Problems to solve:
• A. Could you reproduce, word for word, the passage of the COSI levy article between "The savings could" and "officer for COSI.", inclusive?
• B. Can you answer these questions from the COSI levy article?
(i) By how many votes was the museum's levy defeated?
(ii) What yearly property tax would the levy have meant for the owner of a $100,000 home?
(iii) According to Jim Mihaly, how much could COSI save under the city's liability insurance coverage?
• C. Can you resume the article on COSI Toledo's funding crisis, picking up after its final sentence?

Selected extract:
— START —

COSI seeks interim financial solution

11/9/2006
BY JENNI LAIDMAN
BLADE STAFF WRITER

COSI Toledo's board of directors said yesterday they are hoping the city and Lucas County can provide $300,000 to $400,000 to help the downtown children's museum survive long enough to find a long-term solution to its financial crisis.

A 0.167-mill, five-year levy for the hands-on science museum was defeated by just 1,605 votes out of the 137,915 votes cast on the issue Tuesday, according to unofficial results. Those results do not include about 3,000 provisional ballots.

The museum's proposed levy, which would have resulted in property tax of $5.11 a year for the owner of a $100,000 home, was approved by 49.42 percent of voters, but was rejected by 50.58 percent.

"We did much better than I had originally thought,'' said Dr. F. Michael Walsh, chairman of the COSI board. "Unfortunately, we still lost. Now we have to figure out how to handle that.''

Dr. Walsh said the museum along the Maumee River at Summit and Adams streets will "run out of cash at the end of the year. Nothing has changed there.''

The board is hoping for short-term financial assistance from local government of between $300,000 and $400,000, which could get COSI through the revenue-poor months of January and February and perhaps allow it to survive long enough to find a funding solution - perhaps through another levy vote.

But with no countywide elections anticipated in Lucas County until 2008, a special election would likely be too expensive for COSI to host alone.

Off-year, countywide elections can cost in excess of $100,000, said Mark Luetke, whose marketing firm, Funk Luetke Skunda, advises the museum.

A spokesman for Mayor Carty Finkbeiner, who waited until Monday to publicly announce his endorsement for the museum's levy request, told The Blade yesterday afternoon that the city plans to help COSI by putting the museum under its liability insurance coverage.

Mayoral spokesman Brian Schwartz said he did not know what that move would save the children's museum.

The savings could be in the range of $60,000 to $70,000, depending on the specifics of the coverage, said Jim Mihaly, acting chief operating officer for COSI.

— END —

Material:
— START —

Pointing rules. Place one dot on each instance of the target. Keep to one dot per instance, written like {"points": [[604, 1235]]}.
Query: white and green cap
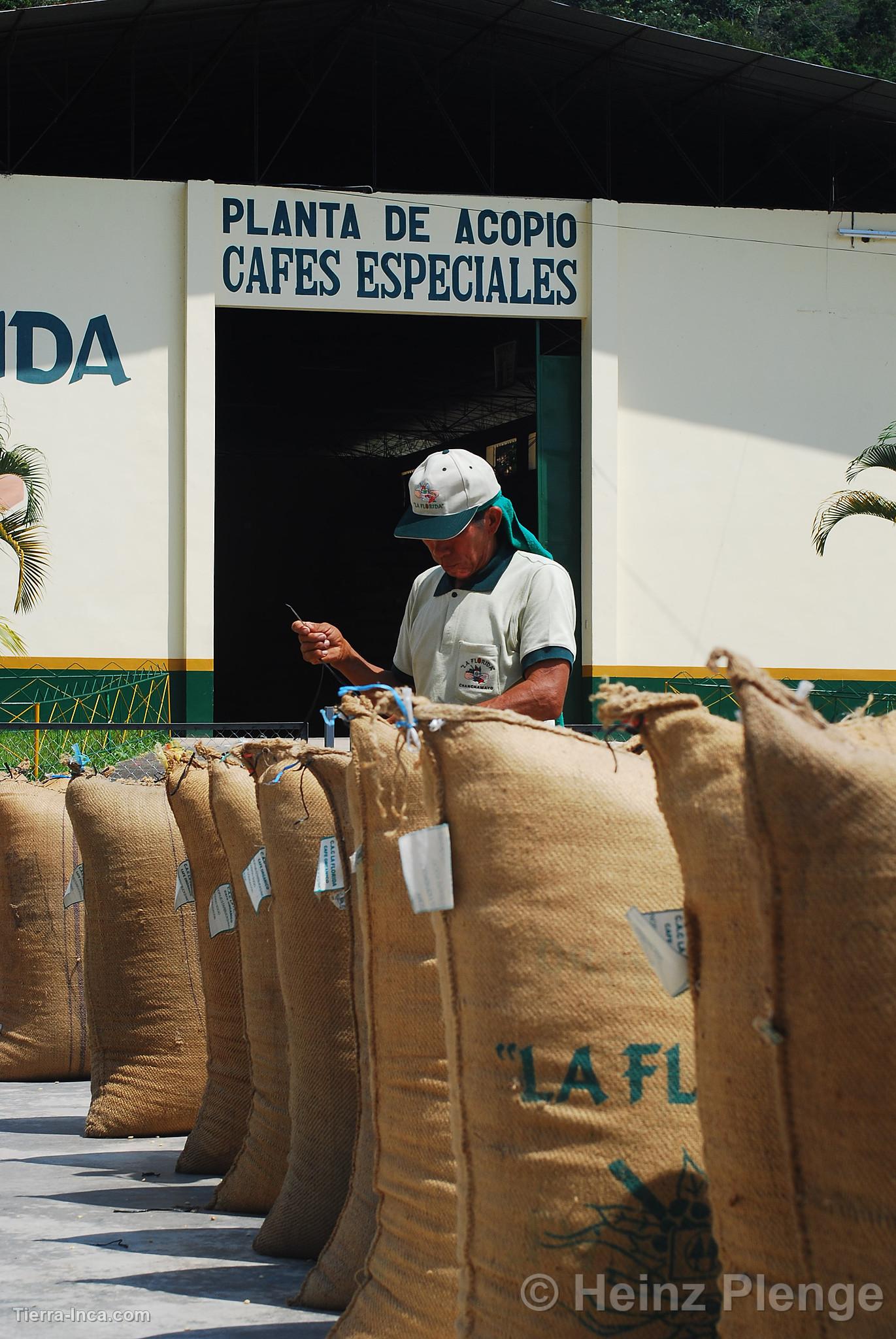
{"points": [[446, 490]]}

— END —

Results for the exercise:
• A.
The savings could be in the range of $60,000 to $70,000, depending on the specifics of the coverage, said Jim Mihaly, acting chief operating officer for COSI.

• B.
(i) 1,605 votes.
(ii) $5.11 a year.
(iii) $60,000 to $70,000, depending on the specifics of the coverage.

• C.
Dr. Walsh said the city probably is not offering to foot the entire insurance bill, but is instead proposing to allow COSI to benefit from a lower rate by being grouped with city buildings. If that is the case, the move would probably save the museum about $35,000, he said.

About $25,000 of that savings could come in the nick of time, because the musuem has an insurance policy down payment due soon.

County Commissioners Pete Gerken and Tina Skeldon Wozniak said yesterday they want to do what they can to help the museum survive, but they made no financial commitments.

"We've got to act. We've got to think quickly,'' Ms. Wozniak said. "I deeply care about COSI, and I deeply care about what it has to offer.''

"I'm not sure what the county could do, but I'm very open to sitting down with Dr. Walsh and seeing if there's anything we can do on several levels,'' Commissioner Gerken said.

Commissioner-elect Ben Konop, who was elected Tuesday to replace Maggie Thurber in January, could not be reached for comment last night.

After a closed-door meeting yesterday afternoon, the COSI board's executive committee decided that the museum must look at all its options before deciding what direction to take.

The museum laid off six full-time and two part-time employees in February, a move it said would save $300,000 annually in salary and benefits from an operating budget that totaled $3.2 million for the fiscal year that ended in June.

Contact Jenni Laidman at:

jenni@theblade.com or

419-724-6507.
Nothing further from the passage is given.